PROBLEM DESCRIPTION. Update the records below by replacing every "one point per instance" with "a single point for each instance", leaving all else unchanged. Leave the pictures out of your answer.
[begin DATA SECTION]
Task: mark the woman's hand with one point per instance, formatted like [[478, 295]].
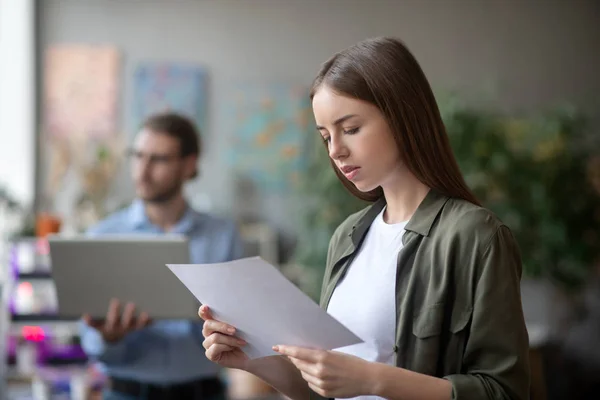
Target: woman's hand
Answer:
[[222, 347], [331, 374]]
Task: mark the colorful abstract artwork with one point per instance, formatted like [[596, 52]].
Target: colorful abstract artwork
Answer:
[[81, 89], [270, 130], [162, 87]]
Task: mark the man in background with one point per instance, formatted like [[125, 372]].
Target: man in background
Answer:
[[162, 359]]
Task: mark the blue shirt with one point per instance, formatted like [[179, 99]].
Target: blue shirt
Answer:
[[166, 352]]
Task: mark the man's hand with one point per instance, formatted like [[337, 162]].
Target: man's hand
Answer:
[[116, 325]]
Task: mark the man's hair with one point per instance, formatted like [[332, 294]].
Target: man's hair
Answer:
[[180, 128]]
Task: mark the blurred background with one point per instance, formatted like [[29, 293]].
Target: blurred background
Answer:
[[517, 83]]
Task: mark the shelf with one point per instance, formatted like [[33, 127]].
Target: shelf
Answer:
[[34, 275], [37, 319]]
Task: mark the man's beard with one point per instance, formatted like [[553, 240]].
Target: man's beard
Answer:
[[164, 196]]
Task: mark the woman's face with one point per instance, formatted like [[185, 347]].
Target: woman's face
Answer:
[[359, 139]]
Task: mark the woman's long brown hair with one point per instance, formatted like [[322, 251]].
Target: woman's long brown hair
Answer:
[[383, 72]]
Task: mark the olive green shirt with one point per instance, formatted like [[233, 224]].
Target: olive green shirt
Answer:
[[458, 302]]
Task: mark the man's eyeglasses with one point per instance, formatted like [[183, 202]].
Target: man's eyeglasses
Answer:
[[152, 158]]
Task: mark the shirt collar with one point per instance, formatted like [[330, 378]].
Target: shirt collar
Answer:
[[421, 221]]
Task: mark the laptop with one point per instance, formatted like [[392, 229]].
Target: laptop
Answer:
[[90, 271]]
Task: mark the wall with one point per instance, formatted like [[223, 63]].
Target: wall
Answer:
[[17, 99], [530, 53]]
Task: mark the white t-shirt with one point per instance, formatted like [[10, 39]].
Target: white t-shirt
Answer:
[[365, 299]]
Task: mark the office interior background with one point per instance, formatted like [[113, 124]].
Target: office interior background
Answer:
[[517, 83]]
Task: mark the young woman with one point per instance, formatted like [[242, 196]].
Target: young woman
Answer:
[[425, 276]]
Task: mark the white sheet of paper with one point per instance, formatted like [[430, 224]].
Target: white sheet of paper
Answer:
[[265, 307]]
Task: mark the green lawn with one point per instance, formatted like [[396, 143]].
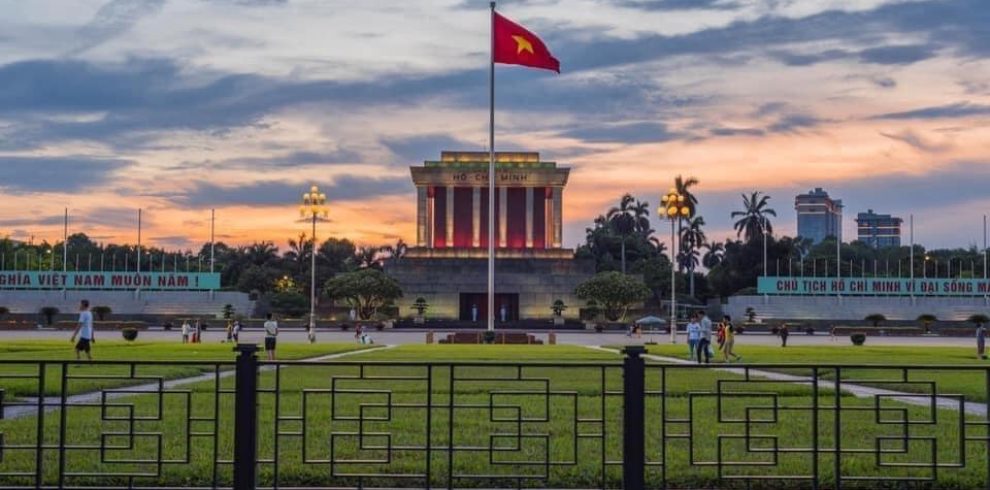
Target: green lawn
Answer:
[[507, 421], [968, 382], [88, 378]]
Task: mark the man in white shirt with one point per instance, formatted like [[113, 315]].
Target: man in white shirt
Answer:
[[84, 330], [271, 332]]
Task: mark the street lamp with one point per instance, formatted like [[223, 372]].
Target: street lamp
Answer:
[[673, 208], [314, 207]]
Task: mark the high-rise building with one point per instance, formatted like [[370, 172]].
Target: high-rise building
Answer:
[[819, 216], [878, 230]]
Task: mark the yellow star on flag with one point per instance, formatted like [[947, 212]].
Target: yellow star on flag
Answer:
[[522, 44]]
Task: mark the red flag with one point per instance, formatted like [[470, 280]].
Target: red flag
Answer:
[[514, 45]]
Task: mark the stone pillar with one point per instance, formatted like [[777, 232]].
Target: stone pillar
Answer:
[[421, 216], [529, 217], [450, 216], [476, 217], [503, 211], [430, 212], [558, 220]]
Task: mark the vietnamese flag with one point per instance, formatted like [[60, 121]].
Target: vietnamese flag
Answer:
[[514, 45]]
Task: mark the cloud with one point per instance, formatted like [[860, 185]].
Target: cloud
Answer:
[[916, 141], [897, 55], [413, 149], [112, 19], [282, 193], [289, 160], [959, 109], [22, 175], [631, 133]]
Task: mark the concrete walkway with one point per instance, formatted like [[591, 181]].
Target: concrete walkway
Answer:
[[859, 391], [29, 406]]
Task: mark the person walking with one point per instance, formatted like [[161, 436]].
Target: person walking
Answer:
[[981, 342], [705, 342], [84, 330], [694, 335], [729, 331], [271, 333]]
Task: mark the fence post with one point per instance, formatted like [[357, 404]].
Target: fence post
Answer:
[[633, 412], [246, 417]]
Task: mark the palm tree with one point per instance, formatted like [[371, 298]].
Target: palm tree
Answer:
[[368, 257], [622, 220], [692, 238], [714, 255], [753, 220], [683, 187]]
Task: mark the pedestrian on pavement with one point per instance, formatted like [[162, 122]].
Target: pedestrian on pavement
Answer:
[[694, 336], [705, 342], [729, 330], [981, 342], [271, 333], [84, 330]]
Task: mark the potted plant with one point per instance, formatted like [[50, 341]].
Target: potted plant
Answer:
[[978, 319], [926, 320], [590, 313], [750, 314], [875, 318], [420, 306], [49, 313], [101, 312], [558, 308]]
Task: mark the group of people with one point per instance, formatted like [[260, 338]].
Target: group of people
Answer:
[[700, 333]]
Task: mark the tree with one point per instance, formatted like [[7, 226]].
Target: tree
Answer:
[[366, 290], [753, 218], [714, 254], [49, 313], [622, 220], [102, 312], [614, 292], [692, 238]]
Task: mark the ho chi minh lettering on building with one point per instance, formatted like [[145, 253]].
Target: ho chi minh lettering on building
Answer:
[[154, 281], [809, 286]]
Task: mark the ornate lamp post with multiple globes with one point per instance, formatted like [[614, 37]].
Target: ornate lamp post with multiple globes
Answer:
[[673, 208], [314, 208]]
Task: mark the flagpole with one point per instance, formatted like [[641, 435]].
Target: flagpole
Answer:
[[491, 175]]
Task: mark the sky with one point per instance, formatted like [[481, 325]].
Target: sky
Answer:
[[181, 106]]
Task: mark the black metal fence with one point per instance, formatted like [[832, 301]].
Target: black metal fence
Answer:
[[635, 424]]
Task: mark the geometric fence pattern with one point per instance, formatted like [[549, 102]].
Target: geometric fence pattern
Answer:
[[346, 424]]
[end DATA SECTION]
THE RESPONSE.
Task: mark the woman's hand with a single point for each instance, formatted like [[478, 295]].
Target: woman's hand
Answer:
[[222, 347], [331, 374]]
Task: mark the colorful abstract artwork with a single point for each instance, formatted like [[596, 52]].
Target: colorful abstract artwork
Answer:
[[81, 89], [270, 130], [162, 87]]
Task: mark the man in background with a single point for each instance, formatted like [[125, 372]].
Target: man in background
Answer:
[[162, 359]]
Task: mark the blue shirt with a single point for each instance, formatted like [[179, 99]].
Target: blue shirt
Answer:
[[166, 352]]
Task: mark the man's hand with a single point for each instance, formatted like [[337, 162]].
Target: man's hand
Answer:
[[116, 325]]
Task: mark the man's hair with a single point for each instance, formatted like [[332, 294]].
Target: man's hair
Answer:
[[180, 128]]
Task: mark the blurred background with a single point for each instance, formatted like [[29, 293]].
Target: blurred background
Answer:
[[517, 83]]
Task: mark the shelf with a single point for each instance, formatted like [[33, 127]].
Target: shelf
Answer:
[[34, 275], [37, 319]]
Task: mark the man's beard with a single point for each instance, formatted like [[553, 240]].
Target: man's beard
Answer:
[[164, 196]]
Task: mark the woman's face with a single point for each instance, formatted like [[185, 347]].
Target: woman's face
Answer:
[[359, 139]]
Task: mark the woman's long brown hair with a single point for each instance, formatted like [[322, 251]].
Target: woman's long brown hair
Answer:
[[383, 72]]
Task: mark the olive green shirt with a single point for each instance, formatted like [[233, 224]].
Target: olive green shirt
Answer:
[[458, 302]]
Task: mark the man's eyeglasses with a single point for each instance, formatted like [[183, 202]].
Target: man's eyeglasses
Answer:
[[152, 158]]
Task: mark the shirt collar with a single point for each instance, formatted like [[330, 378]].
Target: shirt collar
Answer:
[[421, 221]]
Task: mark the laptop with a single point for each instance, formatted like [[392, 229]].
Target: laptop
Answer:
[[90, 271]]
Task: mark the wall with a single point for each instance, formatted like [[223, 63]].
Target: wall
Answer:
[[17, 99], [530, 53]]
Task: mark the white t-shirt with a single point for each instance, formatted like [[10, 39]].
Target: white t-shirt
Answer:
[[365, 299]]
Task: mark the office interior background with a single point for each instance, formatted like [[113, 124]].
Target: office interior background
Answer:
[[517, 83]]
Task: mark the young woman with a single point for each instance, formatted like [[242, 196]].
Target: young woman
Answer:
[[425, 276]]
Task: mark the white sheet of paper with a single point for each instance, formatted like [[430, 224]].
Target: white sheet of paper
Answer:
[[265, 307]]
Task: mark the green lawn with a single point for each instance, formatted like [[396, 143]].
Target: green lawn
Answer:
[[507, 421], [968, 382], [88, 378]]
Task: mark the man in white shirt with a single point for each instance, formatted like [[113, 315]].
Target: man in white shirt
Answer:
[[84, 330], [271, 332]]
Task: mark the street lamp with a single point for each instance, formatted like [[223, 372]].
Target: street lamp
Answer:
[[673, 208], [314, 207]]
Task: mark the high-rise building with a single point for each instance, formatted like [[370, 172]].
Target: high-rise building
Answer:
[[819, 216], [878, 230]]
Task: mark the yellow star on flag with a single point for each instance, formatted like [[947, 212]].
Target: yellow star on flag
Answer:
[[522, 44]]
Task: mark the red flag with a single point for each instance, formatted like [[470, 280]].
Target: red flag
Answer:
[[514, 45]]
Task: mark the stone pillar with a single point for each instance, formatted like [[777, 232]].
Target: stone pillar
Answer:
[[421, 216], [529, 217], [450, 216], [476, 217], [503, 211], [430, 212], [558, 220]]
Task: mark the vietnamese flag with a single point for each instance, formatted like [[60, 121]].
Target: vietnamese flag
Answer:
[[514, 45]]
Task: mark the cloud with a single point for each instance, formatted like [[860, 185]].
Target: cloud
Answer:
[[916, 141], [897, 55], [413, 149], [112, 19], [282, 193], [289, 160], [959, 109], [22, 175], [631, 133]]
Task: mark the concrete walkway with a single point for each instance, formatted like [[591, 181]].
Target: concrete walkway
Answer:
[[859, 391], [29, 406]]
Task: mark the person walking with a single point for each instance, formatted like [[161, 436]].
Target: person walking
Answer:
[[981, 342], [705, 342], [84, 330], [694, 335], [729, 331], [271, 333]]
Task: mark the fence post with a single point for each instance, formatted like [[357, 404]].
Target: fence post
Answer:
[[633, 412], [246, 417]]
Task: mark the palm tree with a single point for each instance, formatted like [[371, 298]].
Target: palm tree
Answer:
[[368, 257], [622, 220], [692, 238], [714, 255], [753, 220], [683, 187]]
Task: mark the pedestrian on pavement with a single point for each instance, formatted like [[162, 122]].
Target: pedestrian on pavement
Answer:
[[694, 336], [705, 342], [729, 330], [981, 342], [271, 333], [84, 330]]
Task: mark the potted plant with a single point for each instance, formatted like [[50, 341]].
Target: potted plant
Answer:
[[978, 319], [926, 320], [590, 313], [750, 314], [875, 318], [420, 306], [49, 313], [101, 312], [558, 308]]
Task: mark the group of people with a single point for each instance, formatted like [[260, 338]].
Target: group of people
Answer:
[[700, 333]]
Task: mark the tree with a single point for each instance, formatted like [[7, 226]].
Target: tree
Answer:
[[366, 290], [753, 218], [714, 254], [49, 313], [622, 220], [102, 312], [614, 292], [692, 238]]
Task: mark the ho chi minh lettering on building with a single point for each instance, formatted like [[145, 253]].
Target: ho chi minh lettering on building
Answer:
[[154, 281], [809, 286]]
Task: mark the ornate lamp post with multiple globes with a single point for each instance, formatted like [[614, 37]].
Target: ornate lamp post with multiple globes
Answer:
[[673, 208], [314, 208]]
Task: mark the flagpole with a single point for each instance, formatted like [[641, 435]].
Target: flagpole
Answer:
[[491, 175]]
Task: mark the sky with a single point for each instance, formatted like [[481, 325]].
Target: sky
Answer:
[[181, 106]]
Task: mark the black metal fence with a single point for each instance, formatted like [[832, 301]].
Target: black metal fence
Answer:
[[635, 424]]
Task: mark the geometric fence pattern with a single point for each instance, formatted like [[549, 102]].
Target: geometric fence pattern
Answer:
[[346, 424]]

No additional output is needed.